--- Parts of the exercise ---
1) Copy out the stretch of the text on UAE value added tax from "VAT - Value" through "categories are non-taxable.".
2) Continue the text on UAE value added tax, picking up after its last sentence.

About UAE Value Added Tax


VAT - Value added tax : it is also known as goods and services tax in some countries.

VAT is a consumption based tax imposed on the product at each stage of production before the final sale.

For instance, Bullet manufacturer:
the company is taxed on all the supplies it purchased to make and produce the bullet before selling it with customer

Then customer pays the VAT for the company incurs the cost during production process

VAT is not usually an additional price to the sale price. It is a percentage calculated on retail sale price of a product

What items will be taxed?
Non essential commodities are taxed. That mean basic food items, medicine, and school fees are non-taxable. More than hundreds of items and categories are non-taxable.

Say. if you going to buy a electronic product cost of 1000 AED then 50 AED would be charged as a VAT to customer

Business organization has to register for VAT with tax authorities three months before the launch date

Who will be taxed?

Companies: Businesses which provide taxable goods or services with annual revenue of more than Dh375,000 will be required to register for VAT. Businesses with tax­able supplies below Dh375,000 but over Dh187,500 will have the option to register for it. Companies that provide health and education services can reclaim value added tax from the Government

Consumers: If you're buying any non-essential commodity, you're going to pay more - but at 5 per cent, you might not notice it so much. However, if you're a regular customer of sugary drinks, soft drinks, or tobacco, you'll inevitably feel the pinch - with these being subject to the highest price hikes.

--- Entries shown ---
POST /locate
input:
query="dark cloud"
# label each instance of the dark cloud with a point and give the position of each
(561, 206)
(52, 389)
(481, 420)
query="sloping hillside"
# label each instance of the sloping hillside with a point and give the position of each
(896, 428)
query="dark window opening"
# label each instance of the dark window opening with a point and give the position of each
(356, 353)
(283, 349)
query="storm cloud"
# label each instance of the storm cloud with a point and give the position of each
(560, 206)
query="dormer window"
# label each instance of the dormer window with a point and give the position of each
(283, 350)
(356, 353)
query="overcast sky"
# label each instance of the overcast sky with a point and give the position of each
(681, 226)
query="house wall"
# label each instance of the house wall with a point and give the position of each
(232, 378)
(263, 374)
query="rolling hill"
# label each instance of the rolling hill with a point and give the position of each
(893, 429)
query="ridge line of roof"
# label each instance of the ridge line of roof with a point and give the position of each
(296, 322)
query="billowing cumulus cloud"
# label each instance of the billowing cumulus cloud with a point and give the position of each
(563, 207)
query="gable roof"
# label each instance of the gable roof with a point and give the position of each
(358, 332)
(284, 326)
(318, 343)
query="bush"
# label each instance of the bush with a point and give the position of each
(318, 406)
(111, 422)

---

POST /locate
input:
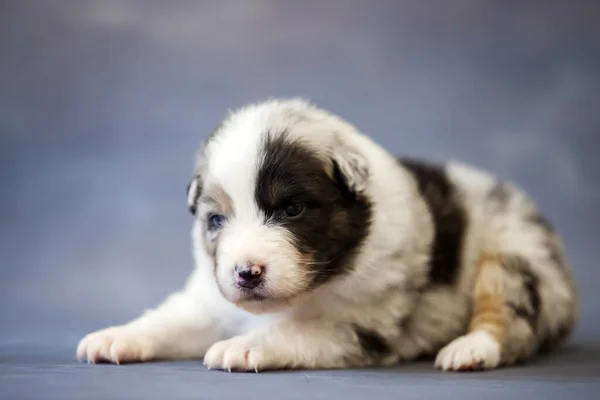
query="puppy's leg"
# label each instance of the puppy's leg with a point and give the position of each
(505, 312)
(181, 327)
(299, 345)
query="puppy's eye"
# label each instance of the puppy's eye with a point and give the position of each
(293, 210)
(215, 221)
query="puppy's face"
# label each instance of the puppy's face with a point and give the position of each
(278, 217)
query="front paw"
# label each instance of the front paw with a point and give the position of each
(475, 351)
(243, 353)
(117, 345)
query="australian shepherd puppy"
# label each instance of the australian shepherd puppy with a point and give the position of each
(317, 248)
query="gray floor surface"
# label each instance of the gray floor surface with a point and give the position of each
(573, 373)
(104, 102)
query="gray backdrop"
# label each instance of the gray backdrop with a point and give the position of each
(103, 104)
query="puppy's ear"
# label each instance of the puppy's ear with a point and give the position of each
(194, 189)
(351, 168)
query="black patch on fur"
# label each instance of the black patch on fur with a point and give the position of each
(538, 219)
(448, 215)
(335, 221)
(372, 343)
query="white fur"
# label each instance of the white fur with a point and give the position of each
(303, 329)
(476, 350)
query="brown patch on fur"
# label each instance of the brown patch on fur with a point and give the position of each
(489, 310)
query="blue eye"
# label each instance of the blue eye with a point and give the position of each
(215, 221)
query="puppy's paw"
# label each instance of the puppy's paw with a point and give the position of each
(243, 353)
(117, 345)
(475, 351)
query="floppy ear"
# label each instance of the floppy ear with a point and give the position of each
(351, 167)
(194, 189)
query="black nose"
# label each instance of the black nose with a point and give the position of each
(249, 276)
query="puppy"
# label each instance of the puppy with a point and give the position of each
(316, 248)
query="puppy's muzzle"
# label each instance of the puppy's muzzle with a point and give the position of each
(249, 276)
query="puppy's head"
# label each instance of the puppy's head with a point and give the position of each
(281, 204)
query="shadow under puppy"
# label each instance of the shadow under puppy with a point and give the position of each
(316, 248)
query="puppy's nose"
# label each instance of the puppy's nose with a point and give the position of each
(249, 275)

--- Expected outputs ---
1)
VAT - Value added tax : it is also known as goods and services tax in some countries.

VAT is a consumption based tax imposed on the product at each stage of production before the final sale.

For instance, Bullet manufacturer:
the company is taxed on all the supplies it purchased to make and produce the bullet before selling it with customer

Then customer pays the VAT for the company incurs the cost during production process

VAT is not usually an additional price to the sale price. It is a percentage calculated on retail sale price of a product

What items will be taxed?
Non essential commodities are taxed. That mean basic food items, medicine, and school fees are non-taxable. More than hundreds of items and categories are non-taxable.

2)
Homebuyers: Property developers and the first sale of new homes will not be taxed. This means property developers will be able to claim back any VAT they have to pay from the Government.

Tenants: Residential tenants’ leases will not be taxed, but commercial tenants can expect to pay VAT. Offices, shops and other commercial property will be subject to it.

Home sellers: All sales of commercial property by VAT payers will attract VAT at a standard rate.

Importers/ re-exporters: As the GCC is a customs union, duties are only paid once at the point of entry to the area. As long as the goods are moved to their final destination within a defined period of time, duties are not payable. But this is where things get tricky. If goods are imported into the UAE, and set for re-exportation (with paperwork to prove it), they would be subject to customs duties in the UAE, but only attract VAT in their final destination. But, if the goods coming into the UAE have an uncertain final destination, VAT is also payable in the UAE. This is supposed to be reclaimable.